出典抜粋:
プレジデントオンライン / 2024年6月19日 17時15分

葛西 紀明スキージャンプ選手・監督。土屋ホーム所属。1972年、北海道生まれ。10歳でスキージャンプを始める。オリンピックには日本人最多の8度出場。23〜24年シーズンには4季ぶりに日本代表チームに復帰するなど、今なお選手として活躍し続けている。 - 写真提供=土屋ホーム

■老廃物を排出する3~5セットの交代浴

おかげさまで52歳になった今も現役。所属チームの監督を務める傍ら、今年2月には2年ぶりに国内大会で優勝しました。第一線で選手を続けていられるのは、睡眠で疲れをうまく取れているからかもしれません。

実は30代前半まで、睡眠について強く意識したことはありませんでした。もともと僕は体力が溢れているタイプ。睡眠時間が多少短くなっても疲れを感じることはありませんでした。しかし、さすがに30代も半ばに差しかかると、20代のころと同じようにはいかなくなってきた。そこからしっかり眠ることを心がけるようになりました。

まずこだわっているのは寝具です。マットレスは凹凸がついたディンプル形状のものを使っています。スキージャンプで大切なのは首、背中、腰です。このラインが硬くなるとジャンプのアプローチの姿勢がうまく組めません。ディンプル形状のマットレスは体の圧を分散してくれるので、どこかの部位に負担がかかるのを避けられます。

同じ理由で枕も厳選しています。合わない枕を使うと首が上がりにくくなり、それだけでアプローチの目線が変わってしまいます。調子を崩すきっかけになったこともあるので、硬めで小さく、首にフィットしてしっかり支えてくれるものを愛用しています。

寝間着は、おなかと腰に磁気が入って血行を良くするリカバリーウエアです。3年ほど愛用していますが、ただのTシャツ短パンで寝ていたときより調子はいいですね。

寝具一式は遠征にも持っていきます。海外のホテルのマットレスや枕は、僕には柔らかすぎるので、自分の寝具が欠かせません。マットレスは丸められるので海外にも簡単に運べるし、陸続きのヨーロッパを転戦するときは車で移動するので問題なし。遠征時の大事なお供です。

海外遠征で困るのは、お風呂。ヨーロッパのホテルはバスタブがないホテルも多いのですが、寝る前はじっくりお湯に浸かりたい。日本から入浴剤を持っていき、バスタブがある部屋ならここぞとばかりに1時間~1時間半くらいじっくり入ります。

普段も長風呂ですよ。ずっと浸かっているとのぼせるので、十数分浸かったら水を浴びて体を冷やし、また湯船に入る。サウナと同じ交代浴です。それを3~5セット繰り返します。

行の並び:

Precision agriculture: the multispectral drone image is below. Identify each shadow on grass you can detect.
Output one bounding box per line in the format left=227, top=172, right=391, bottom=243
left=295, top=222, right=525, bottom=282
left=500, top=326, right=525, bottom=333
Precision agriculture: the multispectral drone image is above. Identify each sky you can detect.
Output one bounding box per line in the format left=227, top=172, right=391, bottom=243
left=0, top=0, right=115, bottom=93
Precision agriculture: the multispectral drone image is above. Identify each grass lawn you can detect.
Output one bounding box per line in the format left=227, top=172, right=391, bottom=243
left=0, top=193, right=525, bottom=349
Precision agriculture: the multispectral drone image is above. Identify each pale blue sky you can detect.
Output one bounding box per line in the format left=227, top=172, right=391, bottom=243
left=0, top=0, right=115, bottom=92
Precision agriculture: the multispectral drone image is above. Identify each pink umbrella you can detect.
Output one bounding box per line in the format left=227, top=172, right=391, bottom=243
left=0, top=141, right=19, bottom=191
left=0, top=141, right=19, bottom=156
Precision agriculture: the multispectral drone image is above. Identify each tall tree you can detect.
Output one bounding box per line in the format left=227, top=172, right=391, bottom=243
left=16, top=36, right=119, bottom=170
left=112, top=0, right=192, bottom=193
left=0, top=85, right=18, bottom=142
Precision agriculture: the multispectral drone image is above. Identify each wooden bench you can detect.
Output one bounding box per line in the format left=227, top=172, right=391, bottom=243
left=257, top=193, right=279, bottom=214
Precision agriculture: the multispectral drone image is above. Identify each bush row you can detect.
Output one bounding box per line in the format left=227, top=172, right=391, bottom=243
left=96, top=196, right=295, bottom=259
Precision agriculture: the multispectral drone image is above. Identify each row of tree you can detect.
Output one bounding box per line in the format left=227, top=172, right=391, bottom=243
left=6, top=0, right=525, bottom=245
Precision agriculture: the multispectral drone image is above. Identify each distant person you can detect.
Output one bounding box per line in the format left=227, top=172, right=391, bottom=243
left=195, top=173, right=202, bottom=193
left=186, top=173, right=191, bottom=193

作業指示: 睡眠についての文章の一部を書き写すこと。「同じ理由で枕も厳選しています」を含む語句から始め、「たときより調子はいいですね。」のあとで止める。 これらの行は、睡眠についての文章とは別の資料である。

この作業の解答:
同じ理由で枕も厳選しています。合わない枕を使うと首が上がりにくくなり、それだけでアプローチの目線が変わってしまいます。調子を崩すきっかけになったこともあるので、硬めで小さく、首にフィットしてしっかり支えてくれるものを愛用しています。

寝間着は、おなかと腰に磁気が入って血行を良くするリカバリーウエアです。3年ほど愛用していますが、ただのTシャツ短パンで寝ていたときより調子はいいですね。